**Items from a dataset:**
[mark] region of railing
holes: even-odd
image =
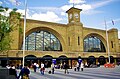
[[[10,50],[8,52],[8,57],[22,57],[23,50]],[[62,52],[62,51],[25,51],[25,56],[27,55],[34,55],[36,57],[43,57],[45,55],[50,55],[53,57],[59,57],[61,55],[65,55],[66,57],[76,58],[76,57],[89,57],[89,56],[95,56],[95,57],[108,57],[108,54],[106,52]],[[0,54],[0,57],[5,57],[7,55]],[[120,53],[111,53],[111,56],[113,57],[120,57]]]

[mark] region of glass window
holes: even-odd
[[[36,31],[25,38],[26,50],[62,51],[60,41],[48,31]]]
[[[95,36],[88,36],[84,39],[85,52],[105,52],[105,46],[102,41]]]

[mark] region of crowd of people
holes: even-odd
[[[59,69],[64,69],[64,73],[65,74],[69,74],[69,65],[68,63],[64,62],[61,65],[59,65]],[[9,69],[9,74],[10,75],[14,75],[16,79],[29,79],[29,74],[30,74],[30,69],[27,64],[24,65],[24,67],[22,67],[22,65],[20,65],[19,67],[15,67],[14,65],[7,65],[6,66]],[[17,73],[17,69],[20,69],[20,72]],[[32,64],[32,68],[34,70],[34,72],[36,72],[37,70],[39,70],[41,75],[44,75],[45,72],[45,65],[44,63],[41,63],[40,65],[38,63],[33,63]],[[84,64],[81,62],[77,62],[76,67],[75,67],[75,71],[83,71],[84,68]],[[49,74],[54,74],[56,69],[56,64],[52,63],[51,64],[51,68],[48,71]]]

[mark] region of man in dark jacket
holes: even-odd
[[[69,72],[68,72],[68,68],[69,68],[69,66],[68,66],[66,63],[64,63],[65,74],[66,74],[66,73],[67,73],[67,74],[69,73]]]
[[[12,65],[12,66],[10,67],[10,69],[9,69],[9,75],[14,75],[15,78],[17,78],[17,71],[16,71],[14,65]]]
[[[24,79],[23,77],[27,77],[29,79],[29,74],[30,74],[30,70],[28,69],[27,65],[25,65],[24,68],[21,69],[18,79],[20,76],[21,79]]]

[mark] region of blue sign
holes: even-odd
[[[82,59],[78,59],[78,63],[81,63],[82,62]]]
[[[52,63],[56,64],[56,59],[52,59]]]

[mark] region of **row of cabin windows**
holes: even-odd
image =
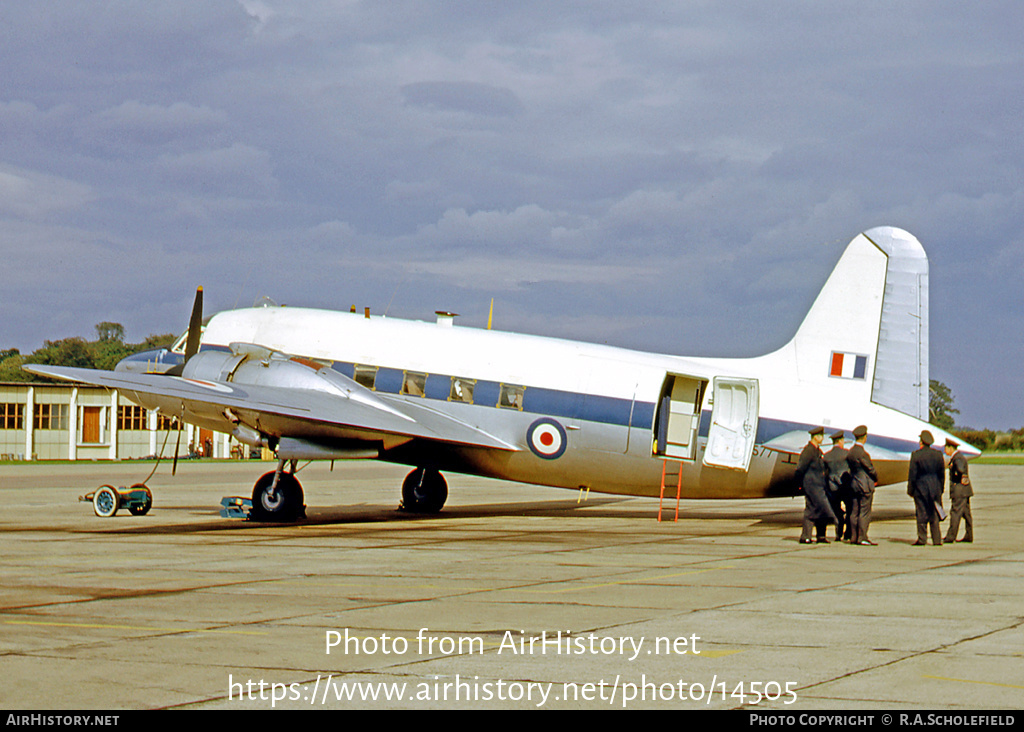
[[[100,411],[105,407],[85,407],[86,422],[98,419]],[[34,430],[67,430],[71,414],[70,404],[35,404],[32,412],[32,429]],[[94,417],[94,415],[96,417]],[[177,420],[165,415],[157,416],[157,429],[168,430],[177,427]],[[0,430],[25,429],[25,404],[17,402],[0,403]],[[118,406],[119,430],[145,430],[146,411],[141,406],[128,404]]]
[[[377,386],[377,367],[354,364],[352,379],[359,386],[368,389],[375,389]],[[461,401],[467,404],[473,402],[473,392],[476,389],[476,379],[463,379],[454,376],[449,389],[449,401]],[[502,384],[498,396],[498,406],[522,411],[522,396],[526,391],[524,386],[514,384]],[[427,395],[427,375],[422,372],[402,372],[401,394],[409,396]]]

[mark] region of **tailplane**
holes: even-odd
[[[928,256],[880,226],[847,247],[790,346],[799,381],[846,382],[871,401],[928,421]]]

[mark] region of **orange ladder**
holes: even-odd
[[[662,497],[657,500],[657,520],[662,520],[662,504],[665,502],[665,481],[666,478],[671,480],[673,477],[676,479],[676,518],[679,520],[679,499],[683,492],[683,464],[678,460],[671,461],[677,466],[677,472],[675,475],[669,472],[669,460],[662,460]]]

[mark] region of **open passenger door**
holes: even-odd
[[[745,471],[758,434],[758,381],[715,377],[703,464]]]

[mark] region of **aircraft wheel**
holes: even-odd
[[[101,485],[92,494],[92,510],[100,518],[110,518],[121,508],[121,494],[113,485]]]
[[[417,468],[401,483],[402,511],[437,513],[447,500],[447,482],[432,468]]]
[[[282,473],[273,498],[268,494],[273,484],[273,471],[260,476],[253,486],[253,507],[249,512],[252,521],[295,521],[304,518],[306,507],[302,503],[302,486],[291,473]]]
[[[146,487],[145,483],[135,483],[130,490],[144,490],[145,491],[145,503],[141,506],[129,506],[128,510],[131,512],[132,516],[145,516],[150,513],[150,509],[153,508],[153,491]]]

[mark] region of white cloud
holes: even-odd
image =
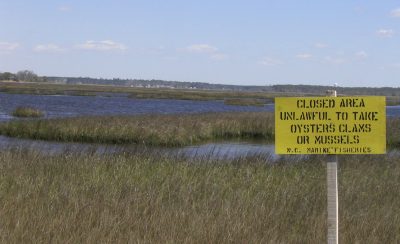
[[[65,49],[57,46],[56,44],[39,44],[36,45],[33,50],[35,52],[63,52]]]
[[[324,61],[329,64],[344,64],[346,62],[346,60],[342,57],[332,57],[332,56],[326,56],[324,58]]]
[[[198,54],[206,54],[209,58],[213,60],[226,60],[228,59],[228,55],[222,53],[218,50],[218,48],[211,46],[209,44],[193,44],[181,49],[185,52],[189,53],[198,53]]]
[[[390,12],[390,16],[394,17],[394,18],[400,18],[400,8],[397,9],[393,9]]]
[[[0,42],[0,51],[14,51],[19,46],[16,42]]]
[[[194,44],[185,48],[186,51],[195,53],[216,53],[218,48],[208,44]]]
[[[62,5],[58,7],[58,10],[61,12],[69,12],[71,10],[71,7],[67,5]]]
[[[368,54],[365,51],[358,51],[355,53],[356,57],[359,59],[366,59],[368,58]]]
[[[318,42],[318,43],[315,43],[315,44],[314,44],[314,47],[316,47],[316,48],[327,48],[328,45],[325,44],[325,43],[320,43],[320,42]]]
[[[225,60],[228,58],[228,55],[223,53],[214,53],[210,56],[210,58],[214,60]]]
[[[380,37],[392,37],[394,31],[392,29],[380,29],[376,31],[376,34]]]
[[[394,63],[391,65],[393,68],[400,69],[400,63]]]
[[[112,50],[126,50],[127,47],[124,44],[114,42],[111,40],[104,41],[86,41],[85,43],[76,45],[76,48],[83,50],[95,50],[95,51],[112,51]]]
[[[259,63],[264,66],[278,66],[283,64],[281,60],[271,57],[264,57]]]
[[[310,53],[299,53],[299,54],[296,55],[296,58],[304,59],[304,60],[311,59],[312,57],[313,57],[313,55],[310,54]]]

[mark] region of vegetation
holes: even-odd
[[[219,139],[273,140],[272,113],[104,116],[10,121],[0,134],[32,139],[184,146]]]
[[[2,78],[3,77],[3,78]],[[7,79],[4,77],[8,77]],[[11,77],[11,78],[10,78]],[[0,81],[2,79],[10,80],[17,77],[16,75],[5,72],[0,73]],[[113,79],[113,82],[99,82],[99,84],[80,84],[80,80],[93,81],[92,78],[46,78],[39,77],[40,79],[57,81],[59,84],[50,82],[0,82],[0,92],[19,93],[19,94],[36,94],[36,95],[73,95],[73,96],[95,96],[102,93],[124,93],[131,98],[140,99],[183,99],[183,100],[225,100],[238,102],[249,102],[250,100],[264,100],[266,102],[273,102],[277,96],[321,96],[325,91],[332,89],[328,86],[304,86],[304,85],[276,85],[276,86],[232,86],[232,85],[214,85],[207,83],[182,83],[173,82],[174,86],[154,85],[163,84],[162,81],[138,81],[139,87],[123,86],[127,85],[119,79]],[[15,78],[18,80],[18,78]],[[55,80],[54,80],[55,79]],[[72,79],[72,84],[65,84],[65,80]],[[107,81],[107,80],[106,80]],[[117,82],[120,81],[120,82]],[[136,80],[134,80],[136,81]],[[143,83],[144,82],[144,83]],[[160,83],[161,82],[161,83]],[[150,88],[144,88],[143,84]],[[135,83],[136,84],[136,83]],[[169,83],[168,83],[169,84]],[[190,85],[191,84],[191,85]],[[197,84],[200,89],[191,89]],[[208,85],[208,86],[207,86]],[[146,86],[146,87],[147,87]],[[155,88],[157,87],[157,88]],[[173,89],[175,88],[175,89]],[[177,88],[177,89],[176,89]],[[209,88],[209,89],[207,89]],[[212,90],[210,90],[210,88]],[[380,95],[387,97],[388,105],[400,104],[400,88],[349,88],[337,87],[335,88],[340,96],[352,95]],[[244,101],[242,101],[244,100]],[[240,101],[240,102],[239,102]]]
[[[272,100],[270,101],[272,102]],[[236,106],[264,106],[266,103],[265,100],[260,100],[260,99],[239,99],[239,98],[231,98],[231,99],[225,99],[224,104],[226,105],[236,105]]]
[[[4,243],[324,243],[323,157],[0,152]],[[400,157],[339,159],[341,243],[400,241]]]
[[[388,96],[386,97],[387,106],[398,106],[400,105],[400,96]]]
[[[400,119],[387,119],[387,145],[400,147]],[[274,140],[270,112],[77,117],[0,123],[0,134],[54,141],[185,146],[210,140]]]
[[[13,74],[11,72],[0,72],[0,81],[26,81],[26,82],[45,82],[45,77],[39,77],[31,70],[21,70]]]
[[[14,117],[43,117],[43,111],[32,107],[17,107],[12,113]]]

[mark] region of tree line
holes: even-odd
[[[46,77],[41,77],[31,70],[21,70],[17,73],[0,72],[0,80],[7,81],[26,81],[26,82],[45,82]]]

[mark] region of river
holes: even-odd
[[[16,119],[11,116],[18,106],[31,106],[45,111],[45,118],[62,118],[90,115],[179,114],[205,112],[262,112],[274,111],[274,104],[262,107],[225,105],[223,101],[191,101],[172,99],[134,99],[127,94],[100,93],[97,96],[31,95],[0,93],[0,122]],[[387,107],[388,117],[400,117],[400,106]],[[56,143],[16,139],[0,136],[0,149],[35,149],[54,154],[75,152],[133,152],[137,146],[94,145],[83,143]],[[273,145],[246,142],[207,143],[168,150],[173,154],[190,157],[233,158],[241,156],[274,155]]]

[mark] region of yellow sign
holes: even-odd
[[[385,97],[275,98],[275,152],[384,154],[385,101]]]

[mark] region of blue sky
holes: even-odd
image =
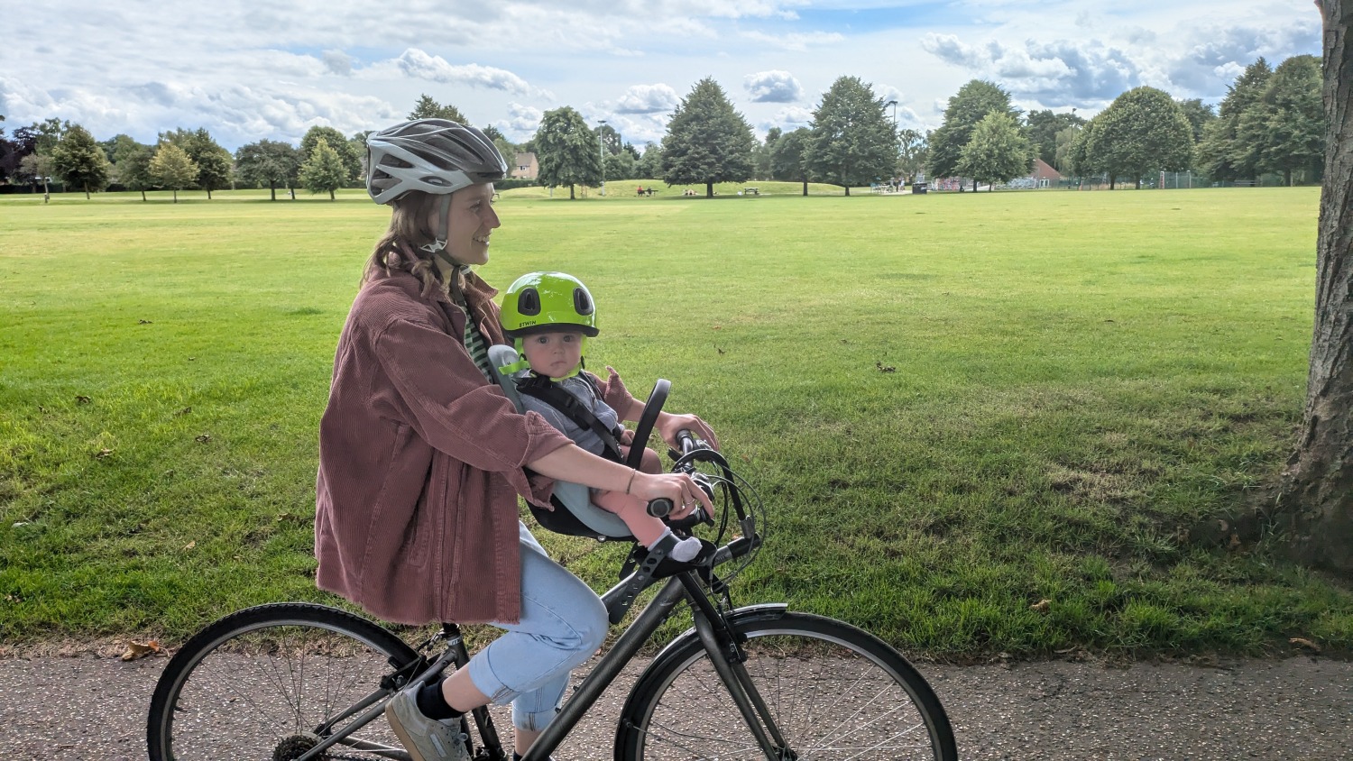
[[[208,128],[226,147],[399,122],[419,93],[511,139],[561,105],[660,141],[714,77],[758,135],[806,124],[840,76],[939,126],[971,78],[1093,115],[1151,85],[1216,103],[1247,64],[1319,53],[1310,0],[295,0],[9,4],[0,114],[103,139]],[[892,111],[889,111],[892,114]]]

**Problem:** Recast the stretch of the listing above from the line containing "[mark] region of **open passenger door**" through the line containing "[[[745,471],[758,434],[758,381],[715,377],[703,464]]]" as a numbered list, leaving out any blank lines.

**Right answer:**
1. [mark] region of **open passenger door**
2. holes: even-odd
3. [[[745,471],[758,434],[758,381],[715,377],[703,464]]]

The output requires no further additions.